#### PROBLEM TO SOLVE:
Type out every entry again, character for character.
START SOURCE INFORMATION
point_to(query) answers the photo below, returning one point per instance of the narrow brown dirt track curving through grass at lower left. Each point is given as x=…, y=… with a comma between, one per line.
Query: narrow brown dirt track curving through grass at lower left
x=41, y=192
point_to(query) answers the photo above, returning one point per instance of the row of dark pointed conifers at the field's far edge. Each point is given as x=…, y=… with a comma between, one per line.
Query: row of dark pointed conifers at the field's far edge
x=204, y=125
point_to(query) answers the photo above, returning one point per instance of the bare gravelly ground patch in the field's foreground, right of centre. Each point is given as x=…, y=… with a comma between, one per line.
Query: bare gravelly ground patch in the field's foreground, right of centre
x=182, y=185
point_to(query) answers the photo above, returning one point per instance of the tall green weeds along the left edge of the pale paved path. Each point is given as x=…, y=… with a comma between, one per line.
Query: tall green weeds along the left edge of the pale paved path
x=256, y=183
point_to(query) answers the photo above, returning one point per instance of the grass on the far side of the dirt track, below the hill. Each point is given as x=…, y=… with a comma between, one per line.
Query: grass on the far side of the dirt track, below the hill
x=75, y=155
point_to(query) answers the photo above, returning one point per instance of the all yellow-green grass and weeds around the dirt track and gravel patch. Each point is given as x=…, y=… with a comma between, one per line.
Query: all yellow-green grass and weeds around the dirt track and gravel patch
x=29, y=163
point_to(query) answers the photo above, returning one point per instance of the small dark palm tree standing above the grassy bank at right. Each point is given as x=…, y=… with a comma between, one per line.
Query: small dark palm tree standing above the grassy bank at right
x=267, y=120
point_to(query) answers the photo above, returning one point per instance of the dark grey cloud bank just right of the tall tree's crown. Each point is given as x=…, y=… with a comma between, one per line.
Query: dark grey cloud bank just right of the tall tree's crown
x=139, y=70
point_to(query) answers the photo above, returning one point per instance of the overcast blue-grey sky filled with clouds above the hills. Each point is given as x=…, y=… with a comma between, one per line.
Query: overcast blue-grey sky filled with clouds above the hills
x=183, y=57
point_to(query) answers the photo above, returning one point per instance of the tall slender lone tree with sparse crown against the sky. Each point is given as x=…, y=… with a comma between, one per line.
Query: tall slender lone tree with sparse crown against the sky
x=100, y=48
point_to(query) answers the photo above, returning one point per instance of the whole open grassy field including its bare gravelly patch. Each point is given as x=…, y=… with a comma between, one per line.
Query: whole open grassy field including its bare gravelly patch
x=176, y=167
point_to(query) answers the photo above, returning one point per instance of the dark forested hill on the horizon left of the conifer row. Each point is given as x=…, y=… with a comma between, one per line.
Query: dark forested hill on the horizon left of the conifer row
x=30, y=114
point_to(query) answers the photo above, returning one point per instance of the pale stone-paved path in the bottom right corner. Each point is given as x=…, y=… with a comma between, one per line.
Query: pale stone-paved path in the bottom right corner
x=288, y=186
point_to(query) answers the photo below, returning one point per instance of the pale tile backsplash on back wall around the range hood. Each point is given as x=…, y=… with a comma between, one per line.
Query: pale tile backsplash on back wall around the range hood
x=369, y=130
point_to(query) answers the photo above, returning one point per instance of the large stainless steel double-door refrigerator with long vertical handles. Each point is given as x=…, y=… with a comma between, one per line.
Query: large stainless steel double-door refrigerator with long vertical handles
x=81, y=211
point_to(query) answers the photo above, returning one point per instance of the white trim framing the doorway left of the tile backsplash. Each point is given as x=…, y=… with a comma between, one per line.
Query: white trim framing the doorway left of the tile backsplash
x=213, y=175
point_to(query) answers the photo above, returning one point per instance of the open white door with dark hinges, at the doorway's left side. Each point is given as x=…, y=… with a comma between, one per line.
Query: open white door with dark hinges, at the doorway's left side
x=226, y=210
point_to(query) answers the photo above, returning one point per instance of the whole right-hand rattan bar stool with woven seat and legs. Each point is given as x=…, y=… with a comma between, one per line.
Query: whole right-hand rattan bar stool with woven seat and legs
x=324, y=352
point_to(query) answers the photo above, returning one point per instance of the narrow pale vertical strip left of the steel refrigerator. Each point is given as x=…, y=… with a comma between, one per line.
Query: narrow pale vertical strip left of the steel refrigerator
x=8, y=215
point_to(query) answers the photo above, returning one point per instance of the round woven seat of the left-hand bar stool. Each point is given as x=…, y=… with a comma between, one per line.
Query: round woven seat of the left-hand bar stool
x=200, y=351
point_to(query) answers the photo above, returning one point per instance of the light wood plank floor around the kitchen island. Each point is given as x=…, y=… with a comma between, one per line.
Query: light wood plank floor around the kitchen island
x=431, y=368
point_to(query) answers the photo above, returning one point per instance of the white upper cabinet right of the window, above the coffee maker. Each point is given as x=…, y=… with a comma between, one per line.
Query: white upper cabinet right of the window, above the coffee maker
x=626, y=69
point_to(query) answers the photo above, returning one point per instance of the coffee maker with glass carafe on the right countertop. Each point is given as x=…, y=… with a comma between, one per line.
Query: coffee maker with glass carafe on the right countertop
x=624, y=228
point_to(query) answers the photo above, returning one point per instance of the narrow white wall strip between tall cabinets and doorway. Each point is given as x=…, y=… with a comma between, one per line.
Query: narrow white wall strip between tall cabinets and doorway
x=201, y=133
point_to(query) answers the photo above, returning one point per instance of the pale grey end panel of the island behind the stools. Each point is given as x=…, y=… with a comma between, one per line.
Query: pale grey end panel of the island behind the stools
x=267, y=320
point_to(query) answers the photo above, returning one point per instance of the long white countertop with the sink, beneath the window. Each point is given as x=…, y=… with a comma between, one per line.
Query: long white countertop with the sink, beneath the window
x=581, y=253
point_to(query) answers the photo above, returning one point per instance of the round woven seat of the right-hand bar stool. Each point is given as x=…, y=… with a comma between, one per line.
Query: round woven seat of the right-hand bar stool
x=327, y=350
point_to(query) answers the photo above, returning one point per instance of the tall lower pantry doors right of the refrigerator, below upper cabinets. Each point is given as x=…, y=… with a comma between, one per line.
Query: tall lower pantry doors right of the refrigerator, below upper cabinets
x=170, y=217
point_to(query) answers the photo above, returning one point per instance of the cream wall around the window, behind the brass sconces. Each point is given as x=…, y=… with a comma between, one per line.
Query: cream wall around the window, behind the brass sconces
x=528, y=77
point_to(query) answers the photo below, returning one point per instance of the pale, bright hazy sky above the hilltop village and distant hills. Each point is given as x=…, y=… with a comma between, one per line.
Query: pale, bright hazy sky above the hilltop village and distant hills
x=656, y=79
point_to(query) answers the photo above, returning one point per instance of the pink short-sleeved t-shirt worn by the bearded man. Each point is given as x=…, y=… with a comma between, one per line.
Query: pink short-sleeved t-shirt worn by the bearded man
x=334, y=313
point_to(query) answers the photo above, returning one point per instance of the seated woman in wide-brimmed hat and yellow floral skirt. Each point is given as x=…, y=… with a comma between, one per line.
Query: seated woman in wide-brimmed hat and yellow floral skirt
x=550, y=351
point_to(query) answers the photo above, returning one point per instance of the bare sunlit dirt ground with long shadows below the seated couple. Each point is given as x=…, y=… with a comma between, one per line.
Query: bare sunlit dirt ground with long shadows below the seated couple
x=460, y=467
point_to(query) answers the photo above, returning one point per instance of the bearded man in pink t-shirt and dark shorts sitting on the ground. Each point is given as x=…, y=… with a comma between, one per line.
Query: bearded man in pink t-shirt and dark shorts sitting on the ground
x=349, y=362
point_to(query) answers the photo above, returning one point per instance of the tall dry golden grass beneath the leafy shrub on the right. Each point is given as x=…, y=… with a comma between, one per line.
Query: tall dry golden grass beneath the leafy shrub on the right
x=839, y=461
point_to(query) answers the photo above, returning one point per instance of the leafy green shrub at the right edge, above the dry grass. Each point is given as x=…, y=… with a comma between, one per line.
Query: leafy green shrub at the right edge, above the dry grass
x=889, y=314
END SOURCE INFORMATION
#### REPLY:
point_to(query) answers the photo below, returning one point per instance of the narrow brown dirt track curving through grass at lower left. Each point is given as x=…, y=… with a comma between, one per line.
Query: narrow brown dirt track curving through grass at lower left
x=41, y=192
point_to(query) answers the photo above, returning one point per instance of the row of dark pointed conifers at the field's far edge. Each point is given as x=…, y=… with a comma between, one per line.
Query: row of dark pointed conifers at the field's far edge
x=204, y=125
point_to(query) answers the photo above, returning one point per instance of the bare gravelly ground patch in the field's foreground, right of centre. Each point is given as x=…, y=… with a comma between, one per line.
Query: bare gravelly ground patch in the field's foreground, right of centre
x=182, y=185
point_to(query) answers the photo above, returning one point per instance of the tall green weeds along the left edge of the pale paved path. Each point is given as x=…, y=… with a comma between, one per line.
Query: tall green weeds along the left edge of the pale paved path
x=256, y=183
point_to(query) answers the photo above, returning one point per instance of the grass on the far side of the dirt track, below the hill. Each point is given as x=…, y=… with a comma between, one per line.
Query: grass on the far side of the dirt track, below the hill
x=75, y=155
point_to(query) answers the photo above, returning one point per instance of the all yellow-green grass and weeds around the dirt track and gravel patch. Each point is given as x=…, y=… with a comma between, one per line.
Query: all yellow-green grass and weeds around the dirt track and gravel patch
x=29, y=163
point_to(query) answers the photo above, returning one point per instance of the small dark palm tree standing above the grassy bank at right. Each point is given as x=…, y=… with a comma between, one per line.
Query: small dark palm tree standing above the grassy bank at right
x=267, y=120
point_to(query) answers the photo above, returning one point per instance of the dark grey cloud bank just right of the tall tree's crown. Each point is given as x=…, y=… with a comma between, one per line.
Query: dark grey cloud bank just right of the tall tree's crown
x=139, y=70
point_to(query) answers the photo above, returning one point per instance of the overcast blue-grey sky filled with clouds above the hills. Each point is given as x=…, y=… with a comma between, one per line.
Query: overcast blue-grey sky filled with clouds above the hills
x=183, y=57
point_to(query) answers the photo above, returning one point per instance of the tall slender lone tree with sparse crown against the sky. Each point is given as x=…, y=… with a comma between, one per line.
Query: tall slender lone tree with sparse crown against the sky
x=100, y=48
point_to(query) answers the photo above, returning one point per instance of the whole open grassy field including its bare gravelly patch. Each point is given as x=…, y=… with a comma between, one per line.
Query: whole open grassy field including its bare gravelly patch
x=176, y=167
point_to(query) answers the photo above, returning one point per instance of the dark forested hill on the horizon left of the conifer row. Each point is given as x=…, y=… with a comma between, one per line.
Query: dark forested hill on the horizon left of the conifer row
x=30, y=114
point_to(query) answers the photo above, returning one point per instance of the pale stone-paved path in the bottom right corner. Each point is given as x=…, y=… with a comma between, one per line.
Query: pale stone-paved path in the bottom right corner
x=288, y=186
point_to(query) answers the photo below, returning one point per instance of the pale tile backsplash on back wall around the range hood. Each point is given as x=…, y=… with a comma between, one per line.
Query: pale tile backsplash on back wall around the range hood
x=369, y=130
point_to(query) answers the photo above, returning one point per instance of the large stainless steel double-door refrigerator with long vertical handles. Each point is given as x=…, y=… with a comma between, one per line.
Query: large stainless steel double-door refrigerator with long vertical handles
x=81, y=211
point_to(query) answers the photo above, returning one point per instance of the white trim framing the doorway left of the tile backsplash. Each point is given as x=…, y=… with a comma between, one per line.
Query: white trim framing the doorway left of the tile backsplash
x=213, y=175
point_to(query) answers the photo above, returning one point per instance of the open white door with dark hinges, at the doorway's left side. Each point is given as x=…, y=… with a comma between, one per line.
Query: open white door with dark hinges, at the doorway's left side
x=226, y=210
point_to(query) answers the photo above, returning one point per instance of the whole right-hand rattan bar stool with woven seat and legs. Each point is given as x=…, y=… with a comma between, one per line.
Query: whole right-hand rattan bar stool with woven seat and legs
x=324, y=352
point_to(query) answers the photo above, returning one point per instance of the narrow pale vertical strip left of the steel refrigerator. Each point is given as x=…, y=… with a comma between, one per line.
Query: narrow pale vertical strip left of the steel refrigerator
x=8, y=215
point_to(query) answers the photo above, returning one point per instance of the round woven seat of the left-hand bar stool. Each point is given as x=…, y=… with a comma between, one per line.
Query: round woven seat of the left-hand bar stool
x=200, y=351
point_to(query) answers the photo above, returning one point per instance of the light wood plank floor around the kitchen island. Each point is given as x=…, y=… with a comma between, one per line.
Query: light wood plank floor around the kitchen island
x=431, y=368
point_to(query) answers the photo above, returning one point per instance of the white upper cabinet right of the window, above the coffee maker. Each point is given as x=…, y=… with a comma between, one per line.
Query: white upper cabinet right of the window, above the coffee maker
x=626, y=69
point_to(query) answers the photo above, returning one point per instance of the coffee maker with glass carafe on the right countertop. Each point is given as x=…, y=… with a comma between, one per line.
Query: coffee maker with glass carafe on the right countertop
x=624, y=228
point_to(query) answers the photo above, returning one point per instance of the narrow white wall strip between tall cabinets and doorway. Each point is given as x=…, y=… with a comma between, one per line.
Query: narrow white wall strip between tall cabinets and doorway
x=201, y=133
point_to(query) answers the photo above, returning one point per instance of the pale grey end panel of the island behind the stools. Each point is given as x=…, y=… with a comma between, one per line.
Query: pale grey end panel of the island behind the stools
x=267, y=320
point_to(query) answers the photo above, returning one point per instance of the long white countertop with the sink, beneath the window. Each point is given as x=…, y=… with a comma between, one per line.
Query: long white countertop with the sink, beneath the window
x=581, y=253
point_to(query) answers the photo above, returning one point per instance of the round woven seat of the right-hand bar stool. Each point is given as x=…, y=… with a comma between, one per line.
Query: round woven seat of the right-hand bar stool
x=327, y=350
point_to(query) answers the photo above, returning one point per instance of the tall lower pantry doors right of the refrigerator, below upper cabinets. Each point is given as x=…, y=… with a comma between, one per line.
Query: tall lower pantry doors right of the refrigerator, below upper cabinets
x=170, y=217
point_to(query) answers the photo above, returning one point per instance of the cream wall around the window, behind the brass sconces. Each point is given as x=…, y=… with a comma between, one per line.
Query: cream wall around the window, behind the brass sconces
x=528, y=77
point_to(query) answers the photo below, returning one point per instance of the pale, bright hazy sky above the hilltop village and distant hills. Each point is given as x=…, y=… with a comma between, one per line.
Query: pale, bright hazy sky above the hilltop village and distant hills
x=656, y=79
point_to(query) answers the photo above, returning one point per instance of the pink short-sleeved t-shirt worn by the bearded man. Each point is given as x=…, y=… with a comma between, one per line.
Query: pink short-sleeved t-shirt worn by the bearded man
x=334, y=313
point_to(query) answers the photo above, returning one point per instance of the seated woman in wide-brimmed hat and yellow floral skirt. Each point is given as x=…, y=… with a comma between, one per line.
Query: seated woman in wide-brimmed hat and yellow floral skirt
x=550, y=351
point_to(query) answers the photo above, returning one point per instance of the bare sunlit dirt ground with long shadows below the seated couple. Each point is given as x=…, y=… with a comma between, one per line.
Query: bare sunlit dirt ground with long shadows below the seated couple
x=460, y=467
point_to(query) answers the photo above, returning one point per instance of the bearded man in pink t-shirt and dark shorts sitting on the ground. Each point is given as x=…, y=… with a comma between, one per line.
Query: bearded man in pink t-shirt and dark shorts sitting on the ground
x=349, y=362
point_to(query) answers the photo above, returning one point per instance of the tall dry golden grass beneath the leafy shrub on the right. Each point is given as x=…, y=… with a comma between, one per line.
Query: tall dry golden grass beneath the leafy shrub on the right
x=839, y=461
point_to(query) answers the photo above, returning one point per instance of the leafy green shrub at the right edge, above the dry grass. Each point is given as x=…, y=… with a comma between, one per line.
Query: leafy green shrub at the right edge, above the dry grass
x=889, y=314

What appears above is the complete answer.